» Zu bearbeiten
1. Fasse den Text über Appels Sparkurs bei der Post in zwei Sätzen zusammen.
2. Wie viele Mitarbeiter sollen laut dem Text über Appels Sparkurs bei der Post im Leipziger DHL-Umschlagzentrum ihre Wochenarbeitszeit freiwillig senken?
3. Setze den Text über Appels Sparkurs bei der Post bitte im Anschluss an seinen letzten Satz fort.

» Bereitgestellter Text
——

Ging Zumwinkel als Konzernschmied und Visionär in die Geschichte ein, wird sich Appel als Kärrner einen Namen machen müssen. Vorboten der neuen Gangart zeigen sich im neuen DHL-Umschlagzentrum am Leipziger Flughafen. Unter Appel ist der graue Alltag eingekehrt. In Leipzig versuchen seine Leute gerade zu erreichen, dass 1000 Mitarbeiter freiwillig ihre Arbeitszeiten von 40 auf 30 Wochenstunden gegen eine Prämie von 6000 Euro senken.

Um Entlassungen wird Appel künftig nicht herumkommen. In der Branche sind „die Personalkosten mit einem Anteil von 60 Prozent der mit Abstand größte Brocken“, weiß Erich Gampenrieder, Experte der Beratung Accenture. Auch das Briefgeschäft mit seinen 150.000 Beschäftigten wird wohl gut 400 Millionen Euro zum Sparvolumen beitragen müssen. Der Vertrieb, der mit rund 3000 Leuten die größten Firmenkunden betreut, soll besonders bluten — noch im ersten Quartal könnte jede zehnte Stelle entfallen. Aber auch im Expressgeschäft und in der Logistik stehen Kürzungen an. „Hier muss weltweit restrukturiert werden“, heißt es in einer Studie der Investmentbank JP Morgan.

Technische Innovationen im Briefgeschäft

Dabei wird Appel weit über das eingeleitete Ein-Milliarden-Sparprogramm hinausgehen. Flexibilisierung sei für ihn eines „der ganz wichtigen Themen“, sagt er. Dazu dürfte laut Insidern auch die Kappung des Ende 2009 auslaufenden Friedensvertrags zwischen Konzern und Gewerkschaften gehören. Der verhindert zurzeit, dass die Post in ihren 53.000 Zustellbezirken auch Subunternehmer anstelle eigener Briefträger einsetzt. Bei der Paketzustellung darf die Post nur in 800 Bezirken fremde Kräfte einsetzen. Appel wird Druck machen, da sind sich Experten einig, mehr Arbeit nach draußen zu verlagern.

——

» Annotationsdaten zur Objektposition
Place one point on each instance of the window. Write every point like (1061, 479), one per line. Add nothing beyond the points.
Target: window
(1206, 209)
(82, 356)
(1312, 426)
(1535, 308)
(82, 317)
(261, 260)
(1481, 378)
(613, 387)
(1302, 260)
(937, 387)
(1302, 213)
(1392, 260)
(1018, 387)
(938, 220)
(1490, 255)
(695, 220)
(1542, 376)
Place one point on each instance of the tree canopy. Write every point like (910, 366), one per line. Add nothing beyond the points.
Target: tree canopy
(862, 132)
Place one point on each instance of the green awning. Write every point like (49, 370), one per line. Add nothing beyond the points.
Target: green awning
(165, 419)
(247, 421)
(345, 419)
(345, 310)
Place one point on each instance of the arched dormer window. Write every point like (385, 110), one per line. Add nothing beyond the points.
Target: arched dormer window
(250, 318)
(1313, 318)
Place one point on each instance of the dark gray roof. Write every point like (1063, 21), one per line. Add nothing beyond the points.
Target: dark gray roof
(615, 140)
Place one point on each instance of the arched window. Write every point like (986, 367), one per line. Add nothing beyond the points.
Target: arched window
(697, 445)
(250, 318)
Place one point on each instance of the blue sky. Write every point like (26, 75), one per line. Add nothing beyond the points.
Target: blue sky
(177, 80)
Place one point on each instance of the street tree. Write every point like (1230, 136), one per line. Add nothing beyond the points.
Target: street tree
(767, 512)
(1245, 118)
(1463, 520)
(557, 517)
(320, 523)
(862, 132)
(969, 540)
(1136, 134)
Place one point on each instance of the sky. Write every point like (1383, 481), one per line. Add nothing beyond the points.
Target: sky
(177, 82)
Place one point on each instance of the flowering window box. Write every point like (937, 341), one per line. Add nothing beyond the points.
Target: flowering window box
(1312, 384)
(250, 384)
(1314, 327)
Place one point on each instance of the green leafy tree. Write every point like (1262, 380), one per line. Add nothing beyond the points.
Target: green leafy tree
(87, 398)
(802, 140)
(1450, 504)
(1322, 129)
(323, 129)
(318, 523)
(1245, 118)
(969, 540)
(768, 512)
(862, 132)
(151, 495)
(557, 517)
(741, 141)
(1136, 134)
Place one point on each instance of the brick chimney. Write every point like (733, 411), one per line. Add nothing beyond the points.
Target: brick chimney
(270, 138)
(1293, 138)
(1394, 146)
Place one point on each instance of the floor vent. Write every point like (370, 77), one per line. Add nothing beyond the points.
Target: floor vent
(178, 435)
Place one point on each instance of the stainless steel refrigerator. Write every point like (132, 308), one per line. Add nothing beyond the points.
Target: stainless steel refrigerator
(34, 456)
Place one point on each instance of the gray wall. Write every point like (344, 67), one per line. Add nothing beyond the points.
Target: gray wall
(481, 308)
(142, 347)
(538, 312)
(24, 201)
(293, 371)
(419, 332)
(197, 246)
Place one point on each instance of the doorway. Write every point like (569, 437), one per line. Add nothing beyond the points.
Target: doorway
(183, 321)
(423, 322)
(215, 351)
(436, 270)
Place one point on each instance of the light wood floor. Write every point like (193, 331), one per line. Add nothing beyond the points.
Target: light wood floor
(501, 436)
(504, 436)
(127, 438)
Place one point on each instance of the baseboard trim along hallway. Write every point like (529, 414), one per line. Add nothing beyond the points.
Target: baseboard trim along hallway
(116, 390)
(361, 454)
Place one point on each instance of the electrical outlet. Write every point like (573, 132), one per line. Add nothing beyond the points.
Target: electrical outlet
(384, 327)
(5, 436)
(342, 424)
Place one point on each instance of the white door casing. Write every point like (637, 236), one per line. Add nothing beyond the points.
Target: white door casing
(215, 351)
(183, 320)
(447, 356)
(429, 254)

——

» Antworten nacheinander
1. Anders als Zumwinkel, der als Konzernschmied und Visionär in die Geschichte einging, muss sich Appel als Kärrner einen Namen machen, und unter ihm stehen bei der Post Stellenkürzungen im Brief-, Express- und Logistikgeschäft an. Über das Ein-Milliarden-Sparprogramm hinaus ist ihm Flexibilisierung wichtig, und Experten sind sich einig, dass er mehr Arbeit nach draußen verlagern will, was bisher ein Ende 2009 auslaufender Friedensvertrag mit den Gewerkschaften begrenzt.

2. 1000 Mitarbeiter.

3.
Im Gegenzug dürfte endlich neuer Wind in die Briefsparte fahren. Jahrzehntelang vom staatlichen Monopol narkotisiert, könnte das Geschäft unter Appel erstmals von nennenswerten Innovationen profitieren. Das neue Handy-Porto, bei dem die Verbraucher mithilfe von SMS einen Brief frankieren, wird wohl erst der Anfang sein. So gehört zu Appels „Strategie 2015“ auch das Projekt „Hybrid Post 2“. Dabei werden Briefe von Unternehmen zunächst an die Post gemailt und dann per Papierausdruck an den Empfänger weitergeschickt werden. Wie die WirtschaftsWoche erfuhr, hat sich die Post mit ausländischen Postgesellschaften auf einen Übertragungsstandard geeinigt, der den sicheren Versand eines Briefes von Europa etwa nach China statt in acht Tagen in wenigen Stunden ermöglicht – und ein Drittel weniger kostet.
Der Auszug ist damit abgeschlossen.